TEXT PROVIDED
◆ ◆ ◆
Define how to request features which require user consent

immersive-web / webxr

Repository for the WebXR Device API Specification.

https://immersive-web.github.io/webxr/

Other

2.98k stars 382 forks source link

Define how to request features which require user consent #424

Closed toji closed 5 years ago

toji commented 5 years ago

We've identified that there will be multiple features that WebXR will want to expose over time that will require some form of user consent. This subject has gone back and forth a LOT, and I'm not going to try to capture all of the discussion again here, but instead present my current thinking and iterate from there.

We want the request for these features to have certain properties (Partially pulled from #330):

We want to avoid a scenario where some browser are forced into presenting the user with a sequential series of dialogs for common scenarios. And example of this "forced" behavior is if the creation of a session requires a permission prompt, and then calling a method on the session also requires a permission prompt. The UA can't do anything to make the presentation less jarring because the session has to fully resolve before the next permission is even requested.
Ideally there's a way to allow the browser to bundle all the necessary permissions into a single dialog if desired/applicable.
The system should also allow for bespoke feature requests at the time they're actually necessary. (ie: Not requesting access to RGB camera data until the user clicks a "take a photo" button.)
◆ ◆ ◆
LIST OF TASKS
1 – Please rewrite the stretch of the WebXR issue from "We want to avoid" through "dialog if desired/applicable.", changing "permission prompt" to "consent prompt".
2 – Render this sentence from the WebXR issue in Spanish: "Ideally there's a way to allow the browser to bundle all the necessary permissions into a single dialog if desired/applicable."
3 – List each property the WebXR issue says the request for consent-requiring features should have.
The entries are separate material, unconnected to the WebXR issue.
◆ ◆ ◆
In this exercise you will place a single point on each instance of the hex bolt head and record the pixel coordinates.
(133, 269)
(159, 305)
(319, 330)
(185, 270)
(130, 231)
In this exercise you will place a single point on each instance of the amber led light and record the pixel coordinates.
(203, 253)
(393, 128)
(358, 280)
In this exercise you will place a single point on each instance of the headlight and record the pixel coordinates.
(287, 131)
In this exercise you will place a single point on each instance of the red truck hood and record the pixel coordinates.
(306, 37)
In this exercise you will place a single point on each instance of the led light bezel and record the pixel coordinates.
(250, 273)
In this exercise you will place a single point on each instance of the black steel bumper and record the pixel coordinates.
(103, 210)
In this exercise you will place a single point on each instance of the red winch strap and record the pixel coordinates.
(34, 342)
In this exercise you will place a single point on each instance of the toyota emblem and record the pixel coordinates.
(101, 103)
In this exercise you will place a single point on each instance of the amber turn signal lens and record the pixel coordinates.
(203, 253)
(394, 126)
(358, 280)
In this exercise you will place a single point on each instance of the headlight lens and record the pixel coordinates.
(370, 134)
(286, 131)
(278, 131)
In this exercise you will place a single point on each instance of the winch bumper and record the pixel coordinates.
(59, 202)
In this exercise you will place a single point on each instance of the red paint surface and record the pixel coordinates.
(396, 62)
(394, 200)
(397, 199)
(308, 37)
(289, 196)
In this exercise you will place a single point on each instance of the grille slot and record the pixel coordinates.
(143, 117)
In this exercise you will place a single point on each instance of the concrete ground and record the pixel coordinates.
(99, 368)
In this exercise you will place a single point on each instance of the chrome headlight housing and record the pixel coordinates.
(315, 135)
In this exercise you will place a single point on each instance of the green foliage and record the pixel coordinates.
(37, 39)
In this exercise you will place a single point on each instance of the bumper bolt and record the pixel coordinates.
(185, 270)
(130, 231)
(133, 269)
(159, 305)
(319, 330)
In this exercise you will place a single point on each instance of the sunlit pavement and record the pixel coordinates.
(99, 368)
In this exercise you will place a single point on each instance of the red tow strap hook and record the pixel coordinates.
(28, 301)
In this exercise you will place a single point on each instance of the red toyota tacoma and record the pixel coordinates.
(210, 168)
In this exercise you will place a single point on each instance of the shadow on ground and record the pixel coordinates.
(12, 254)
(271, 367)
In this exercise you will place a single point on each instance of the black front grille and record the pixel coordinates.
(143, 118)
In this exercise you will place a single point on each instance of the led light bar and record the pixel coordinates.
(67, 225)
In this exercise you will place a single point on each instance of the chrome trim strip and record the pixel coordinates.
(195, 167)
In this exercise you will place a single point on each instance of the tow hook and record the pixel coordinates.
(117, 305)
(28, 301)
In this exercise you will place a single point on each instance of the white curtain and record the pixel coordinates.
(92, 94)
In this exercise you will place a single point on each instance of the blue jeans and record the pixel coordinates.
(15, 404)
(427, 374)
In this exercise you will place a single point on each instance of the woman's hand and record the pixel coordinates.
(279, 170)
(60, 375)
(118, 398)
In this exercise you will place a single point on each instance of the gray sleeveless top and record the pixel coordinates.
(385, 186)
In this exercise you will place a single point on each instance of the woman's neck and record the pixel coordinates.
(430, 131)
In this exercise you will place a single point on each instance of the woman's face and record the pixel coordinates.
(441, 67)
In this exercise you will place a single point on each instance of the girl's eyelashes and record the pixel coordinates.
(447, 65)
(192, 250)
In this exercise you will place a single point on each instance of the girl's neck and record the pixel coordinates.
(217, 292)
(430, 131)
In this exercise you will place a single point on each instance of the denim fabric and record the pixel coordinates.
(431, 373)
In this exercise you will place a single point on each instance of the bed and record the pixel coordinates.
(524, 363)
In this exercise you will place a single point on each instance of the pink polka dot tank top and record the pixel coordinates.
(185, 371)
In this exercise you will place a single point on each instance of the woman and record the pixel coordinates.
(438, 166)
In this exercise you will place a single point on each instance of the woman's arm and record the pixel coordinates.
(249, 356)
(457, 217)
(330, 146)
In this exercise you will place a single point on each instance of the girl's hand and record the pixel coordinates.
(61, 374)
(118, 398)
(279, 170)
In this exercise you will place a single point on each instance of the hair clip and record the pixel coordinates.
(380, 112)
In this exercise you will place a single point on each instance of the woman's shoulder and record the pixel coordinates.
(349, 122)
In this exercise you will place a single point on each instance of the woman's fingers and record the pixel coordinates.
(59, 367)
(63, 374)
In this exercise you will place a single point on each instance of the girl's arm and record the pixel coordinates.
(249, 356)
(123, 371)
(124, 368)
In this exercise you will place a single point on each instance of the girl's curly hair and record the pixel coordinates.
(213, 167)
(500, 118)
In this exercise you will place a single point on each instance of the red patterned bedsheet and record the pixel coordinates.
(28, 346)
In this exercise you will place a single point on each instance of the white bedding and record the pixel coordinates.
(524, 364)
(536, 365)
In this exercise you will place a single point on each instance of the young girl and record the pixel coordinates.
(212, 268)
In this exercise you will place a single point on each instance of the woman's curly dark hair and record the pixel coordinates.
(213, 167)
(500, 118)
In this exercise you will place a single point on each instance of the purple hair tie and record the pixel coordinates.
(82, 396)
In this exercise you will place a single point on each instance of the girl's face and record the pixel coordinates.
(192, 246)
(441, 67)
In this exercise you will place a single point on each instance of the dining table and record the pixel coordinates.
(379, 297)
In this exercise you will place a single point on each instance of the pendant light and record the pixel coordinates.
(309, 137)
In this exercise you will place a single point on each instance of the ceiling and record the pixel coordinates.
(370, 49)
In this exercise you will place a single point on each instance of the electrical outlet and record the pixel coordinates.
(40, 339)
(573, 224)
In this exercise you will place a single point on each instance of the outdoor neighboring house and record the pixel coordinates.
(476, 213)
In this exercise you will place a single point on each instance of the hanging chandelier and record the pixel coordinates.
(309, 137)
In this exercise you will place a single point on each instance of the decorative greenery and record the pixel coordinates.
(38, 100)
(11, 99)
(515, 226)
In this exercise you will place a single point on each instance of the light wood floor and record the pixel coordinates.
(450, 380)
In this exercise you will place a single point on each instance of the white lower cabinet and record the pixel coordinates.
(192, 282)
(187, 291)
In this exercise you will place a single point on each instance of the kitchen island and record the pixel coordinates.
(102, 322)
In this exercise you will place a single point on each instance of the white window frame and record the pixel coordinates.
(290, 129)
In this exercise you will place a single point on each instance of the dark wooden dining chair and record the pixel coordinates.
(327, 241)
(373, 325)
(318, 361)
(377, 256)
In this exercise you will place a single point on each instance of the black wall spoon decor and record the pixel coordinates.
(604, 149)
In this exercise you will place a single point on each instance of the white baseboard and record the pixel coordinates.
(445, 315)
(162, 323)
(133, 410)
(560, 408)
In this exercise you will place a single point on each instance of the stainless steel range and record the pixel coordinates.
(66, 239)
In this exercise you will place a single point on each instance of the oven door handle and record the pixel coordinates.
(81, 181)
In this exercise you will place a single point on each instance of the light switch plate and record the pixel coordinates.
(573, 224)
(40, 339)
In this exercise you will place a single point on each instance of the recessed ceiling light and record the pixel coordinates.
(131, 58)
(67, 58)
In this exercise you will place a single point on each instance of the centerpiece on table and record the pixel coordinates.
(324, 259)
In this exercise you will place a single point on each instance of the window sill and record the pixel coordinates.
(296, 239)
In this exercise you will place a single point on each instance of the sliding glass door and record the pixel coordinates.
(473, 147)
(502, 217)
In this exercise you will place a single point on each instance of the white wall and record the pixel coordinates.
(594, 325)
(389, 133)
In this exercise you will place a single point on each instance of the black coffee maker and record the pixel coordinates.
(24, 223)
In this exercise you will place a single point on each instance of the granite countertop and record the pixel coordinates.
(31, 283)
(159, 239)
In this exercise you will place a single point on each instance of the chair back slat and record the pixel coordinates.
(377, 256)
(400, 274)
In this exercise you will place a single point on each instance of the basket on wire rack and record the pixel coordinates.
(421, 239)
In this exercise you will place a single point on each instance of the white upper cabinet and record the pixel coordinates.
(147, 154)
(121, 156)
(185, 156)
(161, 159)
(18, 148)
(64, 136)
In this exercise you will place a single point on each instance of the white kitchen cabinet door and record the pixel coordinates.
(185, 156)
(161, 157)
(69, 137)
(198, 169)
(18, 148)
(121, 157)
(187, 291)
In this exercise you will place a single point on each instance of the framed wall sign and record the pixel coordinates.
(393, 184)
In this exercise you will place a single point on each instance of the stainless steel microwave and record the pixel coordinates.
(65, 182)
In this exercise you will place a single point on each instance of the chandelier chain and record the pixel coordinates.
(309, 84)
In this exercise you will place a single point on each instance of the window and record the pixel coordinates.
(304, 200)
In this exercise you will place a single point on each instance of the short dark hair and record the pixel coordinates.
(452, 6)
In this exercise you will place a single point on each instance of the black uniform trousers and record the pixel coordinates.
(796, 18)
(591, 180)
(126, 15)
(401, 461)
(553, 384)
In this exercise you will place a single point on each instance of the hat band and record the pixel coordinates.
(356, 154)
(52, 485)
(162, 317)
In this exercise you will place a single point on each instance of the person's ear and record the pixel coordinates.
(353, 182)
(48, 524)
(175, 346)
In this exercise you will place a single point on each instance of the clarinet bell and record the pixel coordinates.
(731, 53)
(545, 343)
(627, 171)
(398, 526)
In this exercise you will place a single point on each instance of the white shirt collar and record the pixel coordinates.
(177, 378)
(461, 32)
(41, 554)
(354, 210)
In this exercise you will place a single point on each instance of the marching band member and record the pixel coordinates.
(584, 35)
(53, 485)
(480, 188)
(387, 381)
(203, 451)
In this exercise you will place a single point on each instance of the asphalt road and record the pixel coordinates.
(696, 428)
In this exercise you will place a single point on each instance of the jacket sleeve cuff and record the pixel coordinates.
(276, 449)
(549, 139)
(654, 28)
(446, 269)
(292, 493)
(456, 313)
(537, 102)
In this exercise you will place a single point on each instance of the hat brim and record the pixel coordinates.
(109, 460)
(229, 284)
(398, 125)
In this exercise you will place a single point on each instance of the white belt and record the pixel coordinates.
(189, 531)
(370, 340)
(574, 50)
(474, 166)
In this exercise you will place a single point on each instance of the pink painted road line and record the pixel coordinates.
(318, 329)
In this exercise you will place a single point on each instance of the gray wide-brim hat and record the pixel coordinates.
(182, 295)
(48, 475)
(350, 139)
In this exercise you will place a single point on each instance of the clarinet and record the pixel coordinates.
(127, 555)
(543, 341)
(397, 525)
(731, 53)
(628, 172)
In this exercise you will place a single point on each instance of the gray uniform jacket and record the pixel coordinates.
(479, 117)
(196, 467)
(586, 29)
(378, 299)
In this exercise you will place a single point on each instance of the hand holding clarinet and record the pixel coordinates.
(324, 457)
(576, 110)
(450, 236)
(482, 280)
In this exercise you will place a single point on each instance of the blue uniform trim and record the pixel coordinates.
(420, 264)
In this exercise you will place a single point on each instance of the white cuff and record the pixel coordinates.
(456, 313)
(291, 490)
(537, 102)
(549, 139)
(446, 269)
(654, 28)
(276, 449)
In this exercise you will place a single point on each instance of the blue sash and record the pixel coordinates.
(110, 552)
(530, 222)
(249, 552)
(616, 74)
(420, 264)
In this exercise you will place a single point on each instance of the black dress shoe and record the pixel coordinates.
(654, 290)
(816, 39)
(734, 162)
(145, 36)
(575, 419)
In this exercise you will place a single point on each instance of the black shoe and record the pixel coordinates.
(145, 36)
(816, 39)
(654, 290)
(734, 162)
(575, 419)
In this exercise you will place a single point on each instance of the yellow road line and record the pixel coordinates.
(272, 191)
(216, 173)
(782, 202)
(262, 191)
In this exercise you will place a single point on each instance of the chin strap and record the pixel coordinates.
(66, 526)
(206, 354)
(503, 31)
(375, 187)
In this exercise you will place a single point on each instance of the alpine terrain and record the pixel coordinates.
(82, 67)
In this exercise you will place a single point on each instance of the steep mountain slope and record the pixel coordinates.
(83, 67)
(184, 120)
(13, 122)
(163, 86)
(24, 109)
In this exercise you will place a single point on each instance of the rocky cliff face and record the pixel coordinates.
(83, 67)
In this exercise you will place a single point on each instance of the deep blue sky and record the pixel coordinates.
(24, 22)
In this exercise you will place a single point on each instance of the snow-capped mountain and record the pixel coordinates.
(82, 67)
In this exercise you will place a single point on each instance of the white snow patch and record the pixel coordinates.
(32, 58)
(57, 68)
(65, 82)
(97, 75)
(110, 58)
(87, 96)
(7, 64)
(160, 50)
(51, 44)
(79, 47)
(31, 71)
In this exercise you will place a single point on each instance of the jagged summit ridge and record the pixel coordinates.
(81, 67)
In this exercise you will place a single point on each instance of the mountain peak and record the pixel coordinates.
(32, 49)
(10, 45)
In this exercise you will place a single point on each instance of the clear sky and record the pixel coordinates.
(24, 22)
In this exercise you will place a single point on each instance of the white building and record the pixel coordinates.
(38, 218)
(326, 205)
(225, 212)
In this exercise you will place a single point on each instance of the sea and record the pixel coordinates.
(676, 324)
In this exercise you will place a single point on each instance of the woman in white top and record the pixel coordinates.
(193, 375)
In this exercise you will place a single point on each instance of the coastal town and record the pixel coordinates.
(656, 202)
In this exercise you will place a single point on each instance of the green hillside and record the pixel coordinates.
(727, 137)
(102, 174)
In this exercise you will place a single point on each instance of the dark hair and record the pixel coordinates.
◆ ◆ ◆
COMPLETED EXERCISE
1 –
We want to avoid a scenario where some browser are forced into presenting the user with a sequential series of dialogs for common scenarios. And example of this "forced" behavior is if the creation of a session requires a consent prompt, and then calling a method on the session also requires a consent prompt. The UA can't do anything to make the presentation less jarring because the session has to fully resolve before the next permission is even requested.
Ideally there's a way to allow the browser to bundle all the necessary permissions into a single dialog if desired/applicable.

2 – Idealmente, hay una manera de permitir que el navegador agrupe todos los permisos necesarios en un único cuadro de diálogo, si se desea o si corresponde.

3 –
- Browsers should not be forced to present the user with a sequential series of dialogs for common scenarios.
- Ideally, the browser can bundle all the necessary permissions into a single dialog if desired or applicable.
- The system should allow bespoke feature requests at the time they are actually necessary.